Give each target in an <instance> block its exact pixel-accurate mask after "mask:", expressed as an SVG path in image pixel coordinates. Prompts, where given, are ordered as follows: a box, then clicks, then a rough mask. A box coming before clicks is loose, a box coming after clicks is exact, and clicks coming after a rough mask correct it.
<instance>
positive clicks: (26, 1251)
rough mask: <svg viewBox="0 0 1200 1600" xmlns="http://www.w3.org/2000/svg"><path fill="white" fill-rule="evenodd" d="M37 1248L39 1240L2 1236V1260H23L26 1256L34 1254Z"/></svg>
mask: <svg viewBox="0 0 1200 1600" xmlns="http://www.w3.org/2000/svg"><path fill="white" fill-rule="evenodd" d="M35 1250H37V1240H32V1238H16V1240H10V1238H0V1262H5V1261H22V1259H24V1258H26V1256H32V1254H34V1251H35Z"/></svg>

——

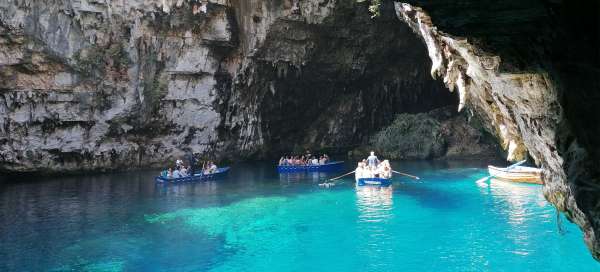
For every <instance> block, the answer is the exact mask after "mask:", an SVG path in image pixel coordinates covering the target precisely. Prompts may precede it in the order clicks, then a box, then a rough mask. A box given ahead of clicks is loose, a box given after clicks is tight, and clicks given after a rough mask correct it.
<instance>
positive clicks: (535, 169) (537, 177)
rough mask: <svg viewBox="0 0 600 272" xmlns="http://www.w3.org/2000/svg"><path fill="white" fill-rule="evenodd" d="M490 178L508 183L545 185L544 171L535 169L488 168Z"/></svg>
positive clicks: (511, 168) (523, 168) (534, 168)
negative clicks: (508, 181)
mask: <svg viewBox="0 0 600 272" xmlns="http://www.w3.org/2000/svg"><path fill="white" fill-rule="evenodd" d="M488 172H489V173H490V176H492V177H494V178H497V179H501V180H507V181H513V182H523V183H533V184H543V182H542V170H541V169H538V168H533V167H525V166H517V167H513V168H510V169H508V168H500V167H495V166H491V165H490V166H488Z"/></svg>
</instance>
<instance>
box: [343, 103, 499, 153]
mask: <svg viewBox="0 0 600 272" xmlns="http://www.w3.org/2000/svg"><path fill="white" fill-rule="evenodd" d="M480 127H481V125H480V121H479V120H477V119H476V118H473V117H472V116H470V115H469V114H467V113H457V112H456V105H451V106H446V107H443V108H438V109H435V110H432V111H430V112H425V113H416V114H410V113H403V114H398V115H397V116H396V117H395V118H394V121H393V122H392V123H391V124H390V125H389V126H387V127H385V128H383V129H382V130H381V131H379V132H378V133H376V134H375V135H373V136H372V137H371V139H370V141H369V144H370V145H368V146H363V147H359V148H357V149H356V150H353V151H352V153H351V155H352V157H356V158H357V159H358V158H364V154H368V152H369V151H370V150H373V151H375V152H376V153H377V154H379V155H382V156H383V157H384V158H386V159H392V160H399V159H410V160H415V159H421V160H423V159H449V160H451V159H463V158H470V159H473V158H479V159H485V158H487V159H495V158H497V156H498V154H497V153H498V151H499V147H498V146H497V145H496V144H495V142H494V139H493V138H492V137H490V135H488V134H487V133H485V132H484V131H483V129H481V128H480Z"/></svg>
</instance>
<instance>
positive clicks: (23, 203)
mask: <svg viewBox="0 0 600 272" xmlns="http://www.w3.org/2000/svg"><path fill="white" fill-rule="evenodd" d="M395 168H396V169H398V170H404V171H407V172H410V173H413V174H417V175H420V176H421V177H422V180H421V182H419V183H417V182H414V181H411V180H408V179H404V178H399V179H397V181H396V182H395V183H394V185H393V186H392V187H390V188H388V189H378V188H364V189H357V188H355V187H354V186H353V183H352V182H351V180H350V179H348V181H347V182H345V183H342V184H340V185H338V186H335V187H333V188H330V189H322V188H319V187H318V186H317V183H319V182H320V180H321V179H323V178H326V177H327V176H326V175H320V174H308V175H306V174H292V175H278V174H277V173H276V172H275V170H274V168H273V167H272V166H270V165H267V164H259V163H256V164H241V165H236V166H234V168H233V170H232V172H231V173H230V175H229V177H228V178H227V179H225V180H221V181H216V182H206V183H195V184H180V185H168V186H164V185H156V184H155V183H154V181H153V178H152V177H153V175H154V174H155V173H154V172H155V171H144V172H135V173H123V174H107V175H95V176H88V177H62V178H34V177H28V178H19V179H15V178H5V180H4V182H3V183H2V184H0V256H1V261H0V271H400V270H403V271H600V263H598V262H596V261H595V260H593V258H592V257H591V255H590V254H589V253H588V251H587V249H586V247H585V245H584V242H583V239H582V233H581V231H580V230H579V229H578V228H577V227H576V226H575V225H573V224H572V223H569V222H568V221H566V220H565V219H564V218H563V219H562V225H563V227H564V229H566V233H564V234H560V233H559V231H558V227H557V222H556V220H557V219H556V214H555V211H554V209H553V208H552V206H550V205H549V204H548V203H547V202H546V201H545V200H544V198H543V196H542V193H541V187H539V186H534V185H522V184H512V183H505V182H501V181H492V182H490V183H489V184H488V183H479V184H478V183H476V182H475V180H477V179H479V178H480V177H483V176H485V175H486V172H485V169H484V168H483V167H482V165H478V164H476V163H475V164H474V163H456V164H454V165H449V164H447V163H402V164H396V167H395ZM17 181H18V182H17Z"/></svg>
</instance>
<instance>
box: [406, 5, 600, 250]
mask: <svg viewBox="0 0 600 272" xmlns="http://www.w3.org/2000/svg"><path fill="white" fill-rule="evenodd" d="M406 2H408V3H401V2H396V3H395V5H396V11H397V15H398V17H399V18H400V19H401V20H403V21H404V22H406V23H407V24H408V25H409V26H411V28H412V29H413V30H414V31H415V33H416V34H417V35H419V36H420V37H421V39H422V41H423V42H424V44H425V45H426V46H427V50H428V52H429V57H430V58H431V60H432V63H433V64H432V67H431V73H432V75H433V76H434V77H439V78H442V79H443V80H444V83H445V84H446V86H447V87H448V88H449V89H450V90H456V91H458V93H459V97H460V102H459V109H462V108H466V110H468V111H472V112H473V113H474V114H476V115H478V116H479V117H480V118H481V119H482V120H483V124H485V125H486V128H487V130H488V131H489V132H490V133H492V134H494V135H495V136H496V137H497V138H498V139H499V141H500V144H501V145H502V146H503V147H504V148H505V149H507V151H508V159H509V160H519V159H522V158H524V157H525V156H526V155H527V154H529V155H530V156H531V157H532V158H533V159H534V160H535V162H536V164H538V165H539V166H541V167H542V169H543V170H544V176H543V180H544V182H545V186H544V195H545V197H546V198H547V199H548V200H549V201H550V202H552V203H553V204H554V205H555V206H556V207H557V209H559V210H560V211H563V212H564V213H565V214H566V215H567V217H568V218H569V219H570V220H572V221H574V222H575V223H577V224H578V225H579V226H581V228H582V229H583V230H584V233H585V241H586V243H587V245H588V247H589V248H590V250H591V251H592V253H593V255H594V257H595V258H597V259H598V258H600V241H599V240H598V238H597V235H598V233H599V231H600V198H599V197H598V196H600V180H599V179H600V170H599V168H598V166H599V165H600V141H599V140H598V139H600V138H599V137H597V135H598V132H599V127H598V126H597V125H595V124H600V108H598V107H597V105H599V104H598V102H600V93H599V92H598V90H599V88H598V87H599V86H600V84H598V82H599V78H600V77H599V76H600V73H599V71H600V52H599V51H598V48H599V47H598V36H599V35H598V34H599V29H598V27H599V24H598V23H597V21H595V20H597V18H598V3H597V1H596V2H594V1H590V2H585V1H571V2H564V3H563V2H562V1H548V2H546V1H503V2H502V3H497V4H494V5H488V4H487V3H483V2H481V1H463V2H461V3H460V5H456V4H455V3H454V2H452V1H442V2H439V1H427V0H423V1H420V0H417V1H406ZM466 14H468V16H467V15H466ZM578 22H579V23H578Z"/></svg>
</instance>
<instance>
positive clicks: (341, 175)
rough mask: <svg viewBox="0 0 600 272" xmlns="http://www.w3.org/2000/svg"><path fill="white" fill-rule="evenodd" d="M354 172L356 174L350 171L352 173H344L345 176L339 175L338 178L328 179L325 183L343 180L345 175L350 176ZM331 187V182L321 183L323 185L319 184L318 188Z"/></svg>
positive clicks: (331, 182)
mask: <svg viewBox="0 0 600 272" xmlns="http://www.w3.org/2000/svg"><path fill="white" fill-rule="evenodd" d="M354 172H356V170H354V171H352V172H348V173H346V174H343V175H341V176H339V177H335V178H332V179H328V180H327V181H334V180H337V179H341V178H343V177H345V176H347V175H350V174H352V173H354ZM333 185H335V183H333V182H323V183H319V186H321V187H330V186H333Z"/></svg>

——

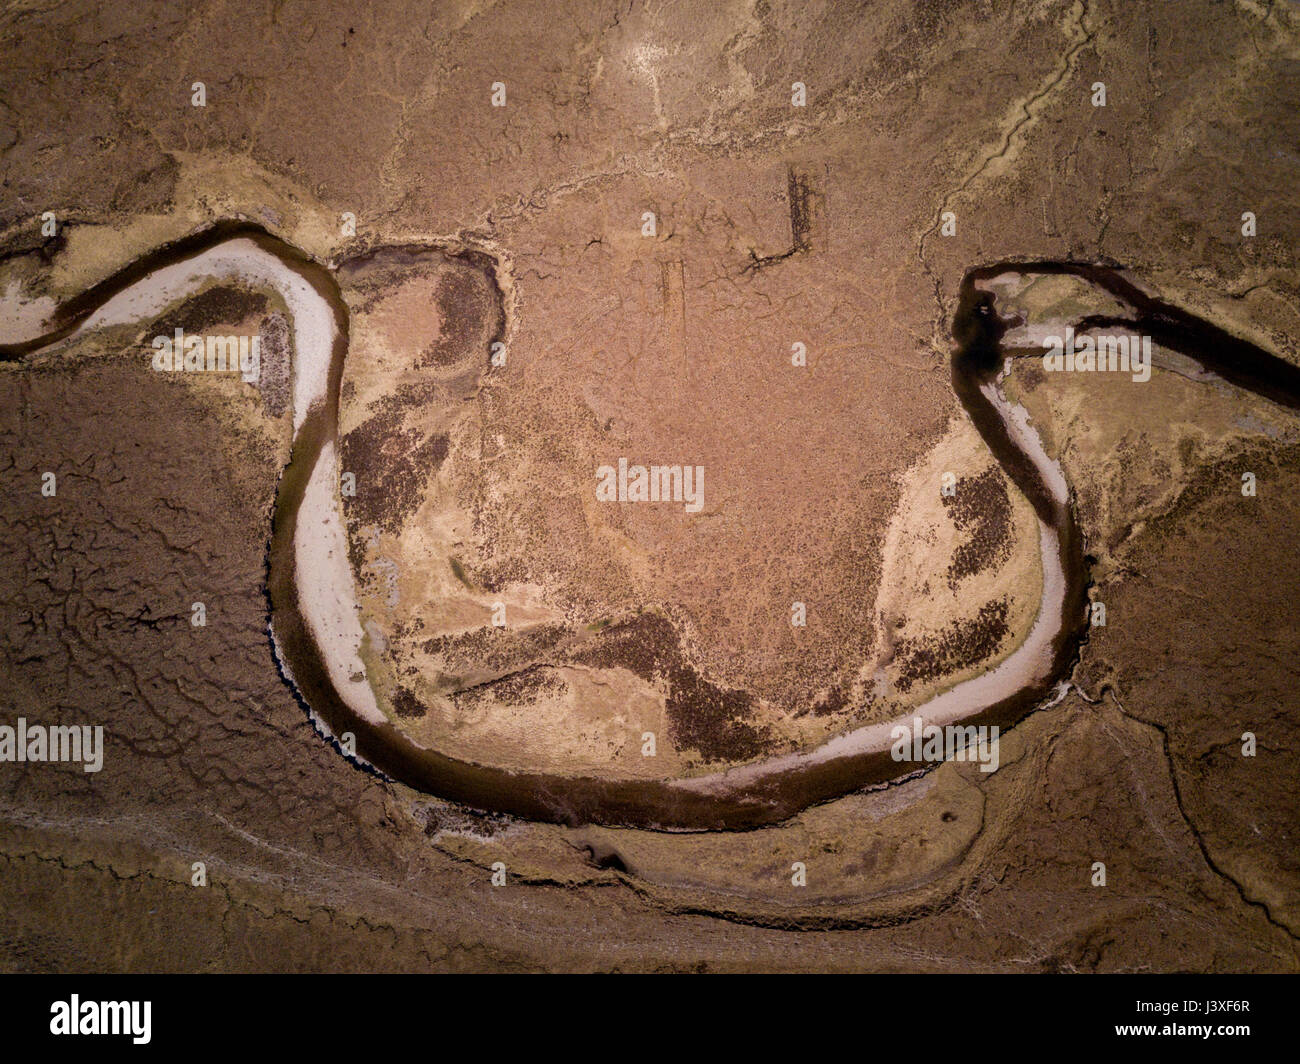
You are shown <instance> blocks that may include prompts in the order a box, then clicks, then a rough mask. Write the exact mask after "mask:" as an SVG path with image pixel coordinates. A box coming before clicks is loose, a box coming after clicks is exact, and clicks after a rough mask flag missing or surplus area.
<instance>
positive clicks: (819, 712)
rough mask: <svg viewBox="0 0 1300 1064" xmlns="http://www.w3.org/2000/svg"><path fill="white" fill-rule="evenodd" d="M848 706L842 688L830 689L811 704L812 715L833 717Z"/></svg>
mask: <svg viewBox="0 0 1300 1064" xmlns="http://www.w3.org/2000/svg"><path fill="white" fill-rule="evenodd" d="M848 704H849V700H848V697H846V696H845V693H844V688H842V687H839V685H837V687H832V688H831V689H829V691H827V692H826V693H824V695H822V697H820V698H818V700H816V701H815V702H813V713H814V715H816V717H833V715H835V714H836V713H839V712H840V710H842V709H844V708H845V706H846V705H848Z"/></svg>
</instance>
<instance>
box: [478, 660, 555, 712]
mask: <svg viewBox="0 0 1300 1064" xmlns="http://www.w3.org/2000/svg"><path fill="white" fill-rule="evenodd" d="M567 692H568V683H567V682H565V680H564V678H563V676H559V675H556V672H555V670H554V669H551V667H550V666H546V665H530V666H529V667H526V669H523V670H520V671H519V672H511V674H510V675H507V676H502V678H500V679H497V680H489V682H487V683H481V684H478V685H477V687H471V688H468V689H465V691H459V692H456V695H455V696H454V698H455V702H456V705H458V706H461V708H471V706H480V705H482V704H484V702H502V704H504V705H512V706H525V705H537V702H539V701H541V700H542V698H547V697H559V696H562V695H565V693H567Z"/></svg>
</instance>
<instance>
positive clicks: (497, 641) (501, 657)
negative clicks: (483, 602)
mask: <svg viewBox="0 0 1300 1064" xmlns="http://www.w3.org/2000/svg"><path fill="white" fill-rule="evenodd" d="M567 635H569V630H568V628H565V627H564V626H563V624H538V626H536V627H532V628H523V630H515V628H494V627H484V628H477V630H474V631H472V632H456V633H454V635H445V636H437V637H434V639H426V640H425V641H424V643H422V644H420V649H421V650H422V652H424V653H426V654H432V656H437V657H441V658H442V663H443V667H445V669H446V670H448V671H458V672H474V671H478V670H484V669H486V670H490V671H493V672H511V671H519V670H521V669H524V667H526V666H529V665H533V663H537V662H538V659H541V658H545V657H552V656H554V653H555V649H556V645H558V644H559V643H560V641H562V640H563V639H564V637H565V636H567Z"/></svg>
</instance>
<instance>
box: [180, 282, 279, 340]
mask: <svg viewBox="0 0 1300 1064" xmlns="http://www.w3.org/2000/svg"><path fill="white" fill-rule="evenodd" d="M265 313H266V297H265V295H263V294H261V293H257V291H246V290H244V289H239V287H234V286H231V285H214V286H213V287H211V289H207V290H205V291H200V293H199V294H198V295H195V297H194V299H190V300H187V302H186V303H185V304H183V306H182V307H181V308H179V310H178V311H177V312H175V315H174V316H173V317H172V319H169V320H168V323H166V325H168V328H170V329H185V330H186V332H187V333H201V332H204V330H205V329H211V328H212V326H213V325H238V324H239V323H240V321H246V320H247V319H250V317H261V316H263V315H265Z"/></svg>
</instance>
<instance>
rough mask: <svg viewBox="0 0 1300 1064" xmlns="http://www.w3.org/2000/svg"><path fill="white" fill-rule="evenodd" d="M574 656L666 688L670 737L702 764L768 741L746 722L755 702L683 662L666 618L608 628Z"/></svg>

——

- **Directions**: Using the records above, gather all lines where the string "pixel" is present.

- **Written response**:
Give each target in an <instance> block its exact pixel-accurate mask after "mask:", expressed as an SVG path in image pixel coordinates. Prompts, where given, are ordered as follows: a box, then clicks, then a rough mask. A box coming before clicks is loose, a box coming after clicks is exact, and clicks coming after a rough mask correct it.
For every <instance> block, the answer is the exact mask after "mask:", an SVG path in image pixel coordinates covering the target precisely. Prompts may precede it in the order clicks, then a box, then a rough mask. A box given ahead of clicks is loose, a box given after clicks is tight, and clicks given after a rough mask correct it.
You are shown <instance> blocks that may include prompts in the order a box, then clicks, then a rough mask. Write the exact mask after "mask:" as an SVG path with image pixel coordinates. A box coming before clicks is loose, a box coming after clicks is exact, and clicks after a rough mask flag missing or surplus area.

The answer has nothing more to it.